> _Page extract_:
##########
Welcome to Should I Eat This?—our weekly poll of five experts who answer nutrition questions that gnaw at you.
5/5 experts say no.
Man, diet soda just can’t catch a break with these experts. Maybe that’s because it’s the ultimate hypocrite of the beverage world.
People probably get hooked on diet soda in the hope that the “diet” part will pay off. (Why else would you suffer an aftertaste as metallic as the can it comes in?) But liquid weight loss this is not. A 2014 study led by Sara Bleich, PhD, associate professor in health policy and management at Johns Hopkins School of Public Health, suggests it might be just the opposite. Her research found that overweight and obese adults who drink diet beverages actually consume more calories from food than their sugar-soda-drinking peers.
##########
Answer from the diet soda poll:
1. How many of the experts said no to diet soda?
2. Who led the 2014 study?
3. Which adults did that study find eat more calories from food than their sugar-soda-drinking peers?
##########
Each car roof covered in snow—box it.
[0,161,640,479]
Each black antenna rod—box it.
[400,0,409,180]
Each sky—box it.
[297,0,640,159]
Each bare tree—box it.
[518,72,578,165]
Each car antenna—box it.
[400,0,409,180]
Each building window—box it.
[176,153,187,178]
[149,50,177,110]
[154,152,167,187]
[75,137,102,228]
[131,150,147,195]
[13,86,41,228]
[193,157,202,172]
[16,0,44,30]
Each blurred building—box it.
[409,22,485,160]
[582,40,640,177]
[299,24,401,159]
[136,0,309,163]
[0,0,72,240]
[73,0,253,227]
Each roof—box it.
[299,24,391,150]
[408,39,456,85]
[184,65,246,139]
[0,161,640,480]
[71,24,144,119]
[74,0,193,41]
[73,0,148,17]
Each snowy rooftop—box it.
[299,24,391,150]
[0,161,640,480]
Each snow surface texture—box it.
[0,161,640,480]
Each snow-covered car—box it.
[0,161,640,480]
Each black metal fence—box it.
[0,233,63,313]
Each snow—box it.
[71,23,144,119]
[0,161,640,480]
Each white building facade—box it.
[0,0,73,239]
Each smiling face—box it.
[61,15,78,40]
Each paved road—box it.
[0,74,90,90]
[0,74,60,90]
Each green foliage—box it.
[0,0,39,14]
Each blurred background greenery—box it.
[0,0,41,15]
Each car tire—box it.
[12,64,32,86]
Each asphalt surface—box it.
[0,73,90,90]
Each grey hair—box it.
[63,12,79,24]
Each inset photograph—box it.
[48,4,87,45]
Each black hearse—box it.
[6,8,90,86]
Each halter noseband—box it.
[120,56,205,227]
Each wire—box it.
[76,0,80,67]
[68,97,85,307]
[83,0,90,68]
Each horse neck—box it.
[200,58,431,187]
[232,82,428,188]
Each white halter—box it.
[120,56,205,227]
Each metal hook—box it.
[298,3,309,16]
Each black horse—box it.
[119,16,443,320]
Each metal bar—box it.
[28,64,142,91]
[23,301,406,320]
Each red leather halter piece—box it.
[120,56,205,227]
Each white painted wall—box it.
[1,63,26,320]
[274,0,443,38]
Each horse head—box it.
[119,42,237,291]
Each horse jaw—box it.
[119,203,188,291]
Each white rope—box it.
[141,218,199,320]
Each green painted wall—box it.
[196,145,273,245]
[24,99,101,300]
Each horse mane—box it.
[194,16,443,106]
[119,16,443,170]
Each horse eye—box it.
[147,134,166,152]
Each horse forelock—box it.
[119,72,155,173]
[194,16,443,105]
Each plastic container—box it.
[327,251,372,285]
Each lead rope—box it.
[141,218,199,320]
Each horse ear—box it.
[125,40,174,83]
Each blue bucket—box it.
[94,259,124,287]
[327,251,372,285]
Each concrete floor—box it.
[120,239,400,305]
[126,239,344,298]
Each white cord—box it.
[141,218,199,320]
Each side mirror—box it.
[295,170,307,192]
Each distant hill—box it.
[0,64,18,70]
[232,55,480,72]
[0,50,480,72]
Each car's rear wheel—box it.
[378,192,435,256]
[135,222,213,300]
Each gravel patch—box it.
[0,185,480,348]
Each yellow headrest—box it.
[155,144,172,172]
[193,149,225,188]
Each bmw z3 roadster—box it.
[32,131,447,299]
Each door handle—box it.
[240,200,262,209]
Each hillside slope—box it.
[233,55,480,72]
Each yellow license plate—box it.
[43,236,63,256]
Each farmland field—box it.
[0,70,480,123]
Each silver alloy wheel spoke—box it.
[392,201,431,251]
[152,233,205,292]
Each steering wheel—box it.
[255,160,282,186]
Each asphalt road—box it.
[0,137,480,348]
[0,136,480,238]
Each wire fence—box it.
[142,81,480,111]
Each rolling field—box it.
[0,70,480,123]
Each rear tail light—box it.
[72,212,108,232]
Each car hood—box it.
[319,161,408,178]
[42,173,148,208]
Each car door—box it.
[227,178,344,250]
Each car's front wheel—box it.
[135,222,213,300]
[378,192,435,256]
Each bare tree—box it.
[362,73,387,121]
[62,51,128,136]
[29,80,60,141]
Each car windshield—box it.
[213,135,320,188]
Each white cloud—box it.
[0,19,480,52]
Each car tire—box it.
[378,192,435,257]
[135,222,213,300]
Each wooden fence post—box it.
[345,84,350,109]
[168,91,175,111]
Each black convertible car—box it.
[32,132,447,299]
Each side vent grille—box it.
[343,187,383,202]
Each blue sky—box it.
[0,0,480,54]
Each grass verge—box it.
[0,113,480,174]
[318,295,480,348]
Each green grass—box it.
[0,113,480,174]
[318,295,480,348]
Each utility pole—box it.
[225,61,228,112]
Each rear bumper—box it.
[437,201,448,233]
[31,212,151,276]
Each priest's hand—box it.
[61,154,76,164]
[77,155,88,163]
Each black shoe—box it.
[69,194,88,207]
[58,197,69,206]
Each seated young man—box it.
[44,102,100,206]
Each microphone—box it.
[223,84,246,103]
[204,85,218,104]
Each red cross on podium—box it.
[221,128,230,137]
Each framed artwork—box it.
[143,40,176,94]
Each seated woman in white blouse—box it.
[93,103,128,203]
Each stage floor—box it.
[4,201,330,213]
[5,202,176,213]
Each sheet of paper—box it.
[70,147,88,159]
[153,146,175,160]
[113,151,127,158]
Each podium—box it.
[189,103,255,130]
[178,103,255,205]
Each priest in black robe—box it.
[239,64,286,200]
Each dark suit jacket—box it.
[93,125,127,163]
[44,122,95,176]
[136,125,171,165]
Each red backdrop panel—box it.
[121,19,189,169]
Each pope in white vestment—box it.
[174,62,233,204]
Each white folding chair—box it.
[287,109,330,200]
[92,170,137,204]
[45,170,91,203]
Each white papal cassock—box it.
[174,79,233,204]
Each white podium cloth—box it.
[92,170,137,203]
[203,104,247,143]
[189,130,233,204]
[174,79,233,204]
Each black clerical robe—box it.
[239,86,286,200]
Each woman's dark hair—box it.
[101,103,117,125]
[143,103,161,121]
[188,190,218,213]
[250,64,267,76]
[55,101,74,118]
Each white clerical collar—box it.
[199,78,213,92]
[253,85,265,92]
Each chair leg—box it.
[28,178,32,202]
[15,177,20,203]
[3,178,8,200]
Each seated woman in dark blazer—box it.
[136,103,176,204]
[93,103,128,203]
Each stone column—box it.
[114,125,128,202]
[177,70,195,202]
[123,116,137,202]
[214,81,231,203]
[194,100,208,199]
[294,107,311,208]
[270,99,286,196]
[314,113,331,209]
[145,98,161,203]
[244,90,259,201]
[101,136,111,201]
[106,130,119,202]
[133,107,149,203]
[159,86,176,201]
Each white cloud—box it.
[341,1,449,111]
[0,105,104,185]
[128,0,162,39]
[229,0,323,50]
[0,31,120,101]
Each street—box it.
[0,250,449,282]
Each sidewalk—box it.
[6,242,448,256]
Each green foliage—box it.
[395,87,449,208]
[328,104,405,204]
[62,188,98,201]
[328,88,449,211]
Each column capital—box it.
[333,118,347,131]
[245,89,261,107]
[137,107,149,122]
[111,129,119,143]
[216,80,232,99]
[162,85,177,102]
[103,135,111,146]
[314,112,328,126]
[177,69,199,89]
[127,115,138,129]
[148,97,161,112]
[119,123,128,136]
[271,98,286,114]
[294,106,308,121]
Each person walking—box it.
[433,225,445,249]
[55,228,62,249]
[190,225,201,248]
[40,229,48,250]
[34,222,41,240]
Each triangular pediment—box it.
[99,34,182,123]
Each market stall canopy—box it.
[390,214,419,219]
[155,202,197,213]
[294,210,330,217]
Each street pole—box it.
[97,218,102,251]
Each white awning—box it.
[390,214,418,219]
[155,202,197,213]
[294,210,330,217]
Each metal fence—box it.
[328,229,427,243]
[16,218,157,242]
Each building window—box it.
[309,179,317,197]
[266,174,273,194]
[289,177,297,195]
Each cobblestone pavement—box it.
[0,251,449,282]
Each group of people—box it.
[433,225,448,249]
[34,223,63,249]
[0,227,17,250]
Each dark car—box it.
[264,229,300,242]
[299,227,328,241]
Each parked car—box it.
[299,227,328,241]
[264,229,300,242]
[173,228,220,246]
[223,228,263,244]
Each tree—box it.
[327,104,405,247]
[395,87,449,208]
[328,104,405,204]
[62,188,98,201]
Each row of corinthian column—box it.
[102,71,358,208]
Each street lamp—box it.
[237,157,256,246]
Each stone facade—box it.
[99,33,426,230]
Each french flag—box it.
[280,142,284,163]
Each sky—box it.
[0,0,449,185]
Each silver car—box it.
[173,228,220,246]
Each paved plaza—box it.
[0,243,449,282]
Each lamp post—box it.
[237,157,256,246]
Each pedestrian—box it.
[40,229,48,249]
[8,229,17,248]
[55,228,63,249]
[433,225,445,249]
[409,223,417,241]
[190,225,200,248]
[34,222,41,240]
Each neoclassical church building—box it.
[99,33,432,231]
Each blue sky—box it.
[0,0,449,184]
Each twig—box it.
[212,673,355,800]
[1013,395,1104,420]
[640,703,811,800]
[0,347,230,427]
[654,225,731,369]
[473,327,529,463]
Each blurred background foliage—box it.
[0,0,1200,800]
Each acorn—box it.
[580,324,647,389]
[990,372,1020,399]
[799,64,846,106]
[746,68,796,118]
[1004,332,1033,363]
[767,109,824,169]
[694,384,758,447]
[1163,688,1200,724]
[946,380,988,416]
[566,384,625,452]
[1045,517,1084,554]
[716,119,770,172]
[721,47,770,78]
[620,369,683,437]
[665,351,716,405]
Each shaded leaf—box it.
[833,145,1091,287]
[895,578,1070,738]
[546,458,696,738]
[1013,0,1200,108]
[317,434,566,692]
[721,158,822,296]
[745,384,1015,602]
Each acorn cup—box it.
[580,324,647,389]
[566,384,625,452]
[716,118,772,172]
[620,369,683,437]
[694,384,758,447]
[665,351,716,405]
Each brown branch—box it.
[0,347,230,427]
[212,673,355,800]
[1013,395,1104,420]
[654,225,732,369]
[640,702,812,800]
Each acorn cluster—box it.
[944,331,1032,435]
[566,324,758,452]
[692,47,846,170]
##########
> _Worked solution_:
1. All five (5/5).
2. Sara Bleich, PhD, associate professor in health policy and management at Johns Hopkins School of Public Health.
3. Overweight and obese adults who drink diet beverages.